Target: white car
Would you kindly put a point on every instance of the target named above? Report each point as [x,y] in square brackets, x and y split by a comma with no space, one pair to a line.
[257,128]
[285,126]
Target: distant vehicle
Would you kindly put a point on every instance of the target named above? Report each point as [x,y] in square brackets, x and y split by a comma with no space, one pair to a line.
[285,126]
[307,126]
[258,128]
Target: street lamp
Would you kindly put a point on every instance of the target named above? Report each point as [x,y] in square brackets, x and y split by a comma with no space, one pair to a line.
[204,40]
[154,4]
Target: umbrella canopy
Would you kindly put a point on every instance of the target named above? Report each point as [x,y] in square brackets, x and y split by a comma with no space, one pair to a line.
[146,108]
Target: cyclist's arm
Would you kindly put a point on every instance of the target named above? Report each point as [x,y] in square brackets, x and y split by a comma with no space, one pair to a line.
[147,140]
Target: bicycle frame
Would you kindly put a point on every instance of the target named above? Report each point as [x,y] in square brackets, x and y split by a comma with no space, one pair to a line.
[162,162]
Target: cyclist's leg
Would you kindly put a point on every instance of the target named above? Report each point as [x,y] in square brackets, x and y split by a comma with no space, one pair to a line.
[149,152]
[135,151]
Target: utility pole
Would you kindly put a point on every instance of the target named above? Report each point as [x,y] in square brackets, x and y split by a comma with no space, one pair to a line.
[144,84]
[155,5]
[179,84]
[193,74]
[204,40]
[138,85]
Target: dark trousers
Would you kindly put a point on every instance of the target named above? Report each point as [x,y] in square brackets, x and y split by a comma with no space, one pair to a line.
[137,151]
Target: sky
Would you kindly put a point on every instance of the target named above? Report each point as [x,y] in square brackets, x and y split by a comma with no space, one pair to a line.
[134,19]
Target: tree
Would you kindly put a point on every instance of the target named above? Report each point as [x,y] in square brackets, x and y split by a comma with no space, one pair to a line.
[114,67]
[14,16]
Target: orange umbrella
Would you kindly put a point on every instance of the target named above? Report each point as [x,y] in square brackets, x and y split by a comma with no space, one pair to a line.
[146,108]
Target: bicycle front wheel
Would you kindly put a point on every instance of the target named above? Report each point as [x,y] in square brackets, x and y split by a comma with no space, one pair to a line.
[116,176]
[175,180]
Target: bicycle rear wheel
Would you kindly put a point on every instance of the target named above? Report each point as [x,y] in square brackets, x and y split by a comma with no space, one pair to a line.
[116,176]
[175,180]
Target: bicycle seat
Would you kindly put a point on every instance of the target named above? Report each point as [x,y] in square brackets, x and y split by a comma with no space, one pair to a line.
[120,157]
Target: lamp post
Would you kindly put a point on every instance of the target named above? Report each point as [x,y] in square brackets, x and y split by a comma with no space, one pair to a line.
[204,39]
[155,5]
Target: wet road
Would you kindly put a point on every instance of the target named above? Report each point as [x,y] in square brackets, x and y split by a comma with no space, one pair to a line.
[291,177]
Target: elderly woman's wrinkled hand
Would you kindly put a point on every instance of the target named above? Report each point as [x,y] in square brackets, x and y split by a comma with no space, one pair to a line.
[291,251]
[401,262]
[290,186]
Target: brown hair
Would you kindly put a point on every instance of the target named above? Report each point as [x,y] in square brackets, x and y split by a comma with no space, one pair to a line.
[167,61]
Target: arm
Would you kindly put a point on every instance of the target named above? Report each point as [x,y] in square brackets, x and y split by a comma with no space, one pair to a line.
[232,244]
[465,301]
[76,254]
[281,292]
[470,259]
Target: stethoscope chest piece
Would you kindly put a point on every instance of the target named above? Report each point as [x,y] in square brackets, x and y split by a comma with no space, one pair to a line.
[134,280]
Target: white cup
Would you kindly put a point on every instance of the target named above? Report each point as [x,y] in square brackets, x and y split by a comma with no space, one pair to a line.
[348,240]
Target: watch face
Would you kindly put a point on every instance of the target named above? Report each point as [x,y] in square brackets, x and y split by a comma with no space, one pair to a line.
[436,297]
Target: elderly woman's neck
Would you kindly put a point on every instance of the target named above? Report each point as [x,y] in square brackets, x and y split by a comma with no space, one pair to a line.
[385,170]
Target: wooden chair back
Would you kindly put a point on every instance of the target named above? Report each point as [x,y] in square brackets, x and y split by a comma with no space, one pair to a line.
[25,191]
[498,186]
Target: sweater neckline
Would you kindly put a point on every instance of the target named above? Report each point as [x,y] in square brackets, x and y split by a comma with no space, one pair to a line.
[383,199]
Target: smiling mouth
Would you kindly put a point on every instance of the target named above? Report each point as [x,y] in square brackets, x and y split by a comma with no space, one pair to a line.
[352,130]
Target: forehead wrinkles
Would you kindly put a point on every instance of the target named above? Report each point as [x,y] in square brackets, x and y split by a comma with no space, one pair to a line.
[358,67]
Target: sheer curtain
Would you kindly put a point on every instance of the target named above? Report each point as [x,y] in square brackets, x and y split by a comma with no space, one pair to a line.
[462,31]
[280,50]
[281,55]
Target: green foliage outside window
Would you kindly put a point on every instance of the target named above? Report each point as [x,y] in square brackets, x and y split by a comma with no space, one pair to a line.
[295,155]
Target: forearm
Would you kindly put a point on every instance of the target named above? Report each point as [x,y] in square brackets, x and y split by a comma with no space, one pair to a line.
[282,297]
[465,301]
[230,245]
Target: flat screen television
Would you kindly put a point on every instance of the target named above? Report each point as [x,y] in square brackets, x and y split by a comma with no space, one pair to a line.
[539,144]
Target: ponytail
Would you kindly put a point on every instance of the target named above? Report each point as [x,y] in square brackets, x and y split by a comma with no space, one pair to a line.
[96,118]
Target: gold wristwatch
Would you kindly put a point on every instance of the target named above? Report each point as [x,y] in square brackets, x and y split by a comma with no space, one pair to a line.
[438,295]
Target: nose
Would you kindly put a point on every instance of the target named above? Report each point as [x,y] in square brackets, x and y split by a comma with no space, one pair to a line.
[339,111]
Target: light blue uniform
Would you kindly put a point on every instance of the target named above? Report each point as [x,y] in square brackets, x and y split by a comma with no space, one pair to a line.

▶ [Exercise goal]: Every entry must be retyped in full, exactly as given.

▶ [Full response]:
Target: white car
Would you kindly put a point on every instance of the target named above? Report each point as [x,y] in square brackets, x and y split by a comma with no space, one pair to a line.
[257,128]
[285,126]
Target: distant vehicle
Would you kindly put a point on every instance of the target named above? Report each point as [x,y] in square brackets, x and y split by a comma with no space, one pair to a line.
[285,126]
[307,126]
[258,128]
Target: street lamp
Would you kindly put a point on every instance of the target named above? Report each point as [x,y] in square brackets, x and y split by a comma with no space, one pair to a line.
[204,40]
[154,4]
Target: umbrella canopy
Would you kindly put a point on every instance of the target named above? Report each point as [x,y] in square brackets, x and y split by a comma with no space, one pair to a line.
[146,108]
Target: cyclist's arm
Would you kindly put a point on every instance of the target named above? Report each point as [x,y] in square brackets, x and y split by a comma with no space, one pair to a line.
[147,140]
Target: bicycle frame
Would you kindly put a point on every instance of the target named above? Report each point as [x,y] in square brackets, x and y split by a comma with no space, one pair to a line.
[162,162]
Target: cyclist's leg
Would you kindly put a point on every instance of the target named above? Report each point as [x,y] in square brackets, x and y split by a comma with no space, one pair to a line.
[149,152]
[135,151]
Target: utility pole
Would you kindly put a point on every instance of the target named above? Report each point as [x,y] in square brackets, x and y split by a comma with no space, one pair to a line.
[144,84]
[155,5]
[179,84]
[193,74]
[204,40]
[138,85]
Target: dark trousers
Would you kindly put a point on every instance of the target named above? Report each point as [x,y] in square brackets, x and y split by a comma with no space, one pair to a line.
[137,151]
Target: sky
Would you kindly put a point on every instance of the target named above? Report each point as [x,y] in square brackets, x and y split by a comma with no space, one pair to a line.
[134,19]
Target: tree
Would you kindly put a point on every instance of the target named above? Report each point as [x,y] in square brackets, x and y split by a comma with no space, one pair to a line.
[114,67]
[14,16]
Target: orange umbrella
Would you kindly put a point on every instance of the target named above? Report each point as [x,y] in square brackets, x and y split by a comma with no space, one pair to a line.
[146,108]
Target: bicycle front wheel
Would you kindly put a point on every instance of the target named above? Report each point as [x,y] in square brackets, x and y split by a comma with no space, one pair to a line.
[116,176]
[175,180]
Target: bicycle rear wheel
Would you kindly put a point on every instance of the target named above? Report each point as [x,y] in square brackets, x and y split by a comma with no space, one pair to a line.
[116,176]
[175,180]
Target: bicycle seat
Would you kindly put a point on every instance of the target named above? Report each point as [x,y] in square brackets, x and y split by a comma with no space, one pair to a line.
[120,157]
Target: lamp post
Would you kindly put a point on every instance of the target named above? Report each point as [x,y] in square brackets, x and y split by a comma with no space, one pair to a line.
[204,39]
[155,5]
Target: wet road
Would you kindly put a point on every instance of the target named above? Report each point as [x,y] in square brackets, x and y split by a comma with no space, one pair to a line.
[291,177]
Target: elderly woman's wrinkled hand
Would you kindly put a point on every instance of the target named above? Report each point as [x,y] in square brackets, x and y split by a comma with no space, one pair to a line.
[291,251]
[401,262]
[290,186]
Target: brown hair
Would you kindly put a point on every instance of the target named above? Report each point as [x,y] in square brackets, x and y split by a comma with no space, one pair to a line.
[167,61]
Target: arm
Would you kindly put a point on every instance of the target named above? Report each point as [x,y] in square brackets, x and y split by a comma with no space, one pair to a line.
[232,244]
[465,301]
[76,254]
[281,292]
[470,259]
Target: stethoscope chest piece
Would you kindly put a point on every instance of the target named above? Report each point as [x,y] in square brackets, x and y split by a comma with no space, one pair to a line.
[134,280]
Target: white cup
Would you kindly put a point on every instance of the target named above? Report each point as [x,y] in square brackets, x and y split by a comma with no space, one pair to a line.
[348,240]
Target: watch face
Would you kindly put a point on every instance of the target named above? Report each point as [x,y] in square brackets, x and y split by a comma with no space, one pair to a line.
[436,297]
Target: elderly woman's neck
Would you kindly put a point on every instance of the target named above? Report each point as [x,y] in square brackets, x and y split by a comma with no space, one pair to a line.
[385,170]
Target: wooden chair back
Would you kindly put a point on every instance of the target named above? Report each point as [x,y] in square brackets, x and y split by a comma with no space, one pair to a line.
[25,191]
[498,186]
Target: sweater neckline
Would you kindly put a point on every instance of the target named above? Report each point as [x,y] in square brackets, x and y split by a comma with no space, one pair to a line.
[383,199]
Target: smiling mouth
Would you kindly put a point on every instance of the target named above? Report each point as [x,y] in square brackets, x and y split by a comma with no space, one pair to a line.
[352,130]
Target: forehead wrinkles
Would you kindly put a point on every instance of the target named above? Report each point as [x,y] in square brackets, x and y split by a comma with no space, one pair to a line.
[358,67]
Target: sheer curtain
Would you kindly put a point on every instance of the target named above? Report each point as [x,y] in square brackets, x and y split by a comma with no space, one pair to a line.
[462,31]
[280,50]
[281,55]
Target: green foliage outside window
Would you kindly put a point on every instance of the target named above? Report each point as [x,y] in square brackets, x and y split by a comma with no space, one pair to a line.
[295,155]
Target: forearm
Would you kindly put a point on every instance of the target named above? Report each point as [x,y] in square brackets, x and y split by a comma with no space, one pair to a line.
[282,297]
[465,301]
[230,245]
Target: flat screen television
Would you kindly put a point on every instance of the target named above? Report each point as [x,y] in square brackets, x and y split by a comma with no space, one pair to a line.
[539,144]
Target: ponytail
Would you kindly put a point on every instance of the target named above? Report each point as [x,y] in square brackets, x and y split by a comma with no space, one pair to a line.
[96,118]
Target: gold wristwatch
Would you kindly put a point on every instance of the target named above? Report each point as [x,y] in square brackets, x and y split by a comma with no space, one pair to a line.
[438,295]
Target: nose
Would you kindly put a point on every instance of the target named above? Report each point as [x,y] in square brackets, x and y split by a comma with no space, one pair to a line.
[339,111]
Target: light blue uniform
Would you kindly put a point on every instance of the target named above? Report each point as [x,y] in square brackets, x and y split by a comma with no space, one pair to a line.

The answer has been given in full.